== DATA EXCERPTS ==
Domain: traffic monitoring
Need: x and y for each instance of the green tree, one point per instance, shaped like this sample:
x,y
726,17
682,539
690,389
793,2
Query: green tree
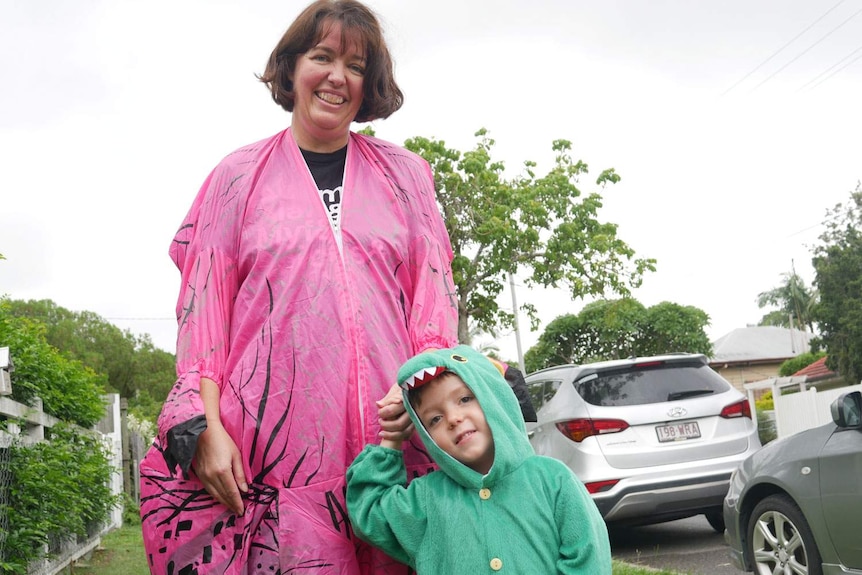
===
■ **TO BE DONE**:
Can you copy every line of the items above word for word, leaving out any pictures?

■ **RESPONSE**:
Domain: traffic monitoring
Need: x and y for each instance of the green tree, one point per instance, shaped like this sample:
x,y
726,17
682,539
690,389
793,2
Query: green tree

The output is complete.